● **Exercise requirements**
Transcribe the entries below without alteration.

● **Dataset content**
....

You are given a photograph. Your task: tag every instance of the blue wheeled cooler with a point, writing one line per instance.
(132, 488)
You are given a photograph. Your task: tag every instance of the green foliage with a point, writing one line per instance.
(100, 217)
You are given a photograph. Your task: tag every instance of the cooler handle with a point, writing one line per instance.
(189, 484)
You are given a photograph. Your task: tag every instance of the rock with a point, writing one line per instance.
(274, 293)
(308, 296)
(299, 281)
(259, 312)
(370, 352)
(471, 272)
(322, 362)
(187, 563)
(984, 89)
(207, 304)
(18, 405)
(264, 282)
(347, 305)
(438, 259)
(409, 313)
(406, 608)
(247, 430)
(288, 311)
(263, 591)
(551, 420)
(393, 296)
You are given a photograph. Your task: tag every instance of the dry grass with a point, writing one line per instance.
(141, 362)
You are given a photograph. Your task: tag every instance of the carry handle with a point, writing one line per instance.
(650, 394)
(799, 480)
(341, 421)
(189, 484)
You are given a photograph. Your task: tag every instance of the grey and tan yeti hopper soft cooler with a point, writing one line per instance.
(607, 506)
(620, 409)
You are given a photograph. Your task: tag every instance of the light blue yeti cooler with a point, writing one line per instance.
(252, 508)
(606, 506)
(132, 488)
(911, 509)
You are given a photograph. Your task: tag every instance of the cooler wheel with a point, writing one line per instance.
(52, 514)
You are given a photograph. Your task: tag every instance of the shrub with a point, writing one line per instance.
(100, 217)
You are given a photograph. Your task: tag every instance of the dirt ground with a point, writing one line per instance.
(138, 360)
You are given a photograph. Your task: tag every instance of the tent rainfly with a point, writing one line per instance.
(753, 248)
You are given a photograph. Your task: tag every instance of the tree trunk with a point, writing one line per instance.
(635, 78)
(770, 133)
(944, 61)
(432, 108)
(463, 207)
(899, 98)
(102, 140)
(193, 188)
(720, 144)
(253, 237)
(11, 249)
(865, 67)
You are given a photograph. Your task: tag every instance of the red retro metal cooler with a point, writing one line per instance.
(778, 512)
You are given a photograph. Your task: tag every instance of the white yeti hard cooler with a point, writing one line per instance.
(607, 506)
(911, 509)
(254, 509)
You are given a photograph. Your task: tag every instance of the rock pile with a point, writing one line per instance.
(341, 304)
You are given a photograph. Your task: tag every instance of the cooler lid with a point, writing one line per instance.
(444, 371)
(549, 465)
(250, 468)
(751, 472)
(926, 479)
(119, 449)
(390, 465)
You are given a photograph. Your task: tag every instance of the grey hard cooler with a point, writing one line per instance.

....

● **Exercise answer**
You are given a photograph. Your task: tag every instance of the blue wheeled cooler with a point, writing one line per instance.
(132, 488)
You are given a photograph. Your task: tag every instance of the green foliage with a point, writing one line per instance.
(100, 217)
You are given a photograph. Your task: tag every instance of the cooler handle with a point, writing one line per instance.
(189, 484)
You are given a photograph. Your task: tag every instance of the rock with a point, writing one line per instance.
(274, 293)
(308, 296)
(299, 281)
(259, 312)
(370, 352)
(471, 272)
(322, 362)
(187, 563)
(984, 89)
(207, 304)
(18, 405)
(264, 282)
(347, 305)
(438, 259)
(409, 313)
(406, 608)
(247, 430)
(288, 311)
(263, 591)
(551, 420)
(393, 296)
You are given a photograph. Your task: tag every instance of the dry grass with a point, writing one line per instance.
(141, 362)
You are given a photograph. Your task: tag every instance of the carry handle with a point, writing one line per instance.
(650, 394)
(799, 480)
(341, 421)
(189, 484)
You are given a photograph. Your task: tag every instance of the grey and tan yeti hopper soft cooler with a point, writing one line per instance.
(607, 506)
(620, 409)
You are given a photograph. Your task: tag every instance of the light blue yeti cooler with a point, writing one line per instance.
(252, 508)
(606, 506)
(132, 488)
(911, 509)
You are given a photograph. Your task: tag every instance of the cooler wheel with a point, writing one line per instance.
(52, 514)
You are given a photograph. Your task: tag every instance of the shrub with a point, writing one line per instance.
(100, 217)
You are given a photograph. Your task: tag every instance of the dirt ground with a point, writing one line per instance.
(138, 360)
You are given a photograph. Your task: tag every instance of the tent rainfly with a point, writing one line per instance.
(753, 248)
You are given a photograph. Your task: tag every instance of the tree trunk with a point, writing one line per instance.
(635, 78)
(770, 133)
(944, 61)
(432, 108)
(463, 207)
(899, 98)
(102, 140)
(193, 188)
(720, 144)
(253, 237)
(11, 249)
(865, 67)
You are given a photograph. Your task: tag every instance of the red retro metal cooler with a point, writing one line per instance.
(778, 512)
You are given a photograph. Your task: tag every instance of the white yeti hard cooler with a point, writing one line per instance.
(607, 506)
(911, 509)
(254, 509)
You are given a photograph. Your task: tag every instance of the rock pile with a point, writing one line per instance.
(341, 304)
You are given a photograph. Your task: tag every instance of the cooler lid with a point, writing one line per instance.
(444, 371)
(549, 465)
(250, 468)
(751, 472)
(926, 479)
(119, 449)
(390, 465)
You are given a photograph. Your task: tag every instance of the grey hard cooler with a point, writing one line per instance.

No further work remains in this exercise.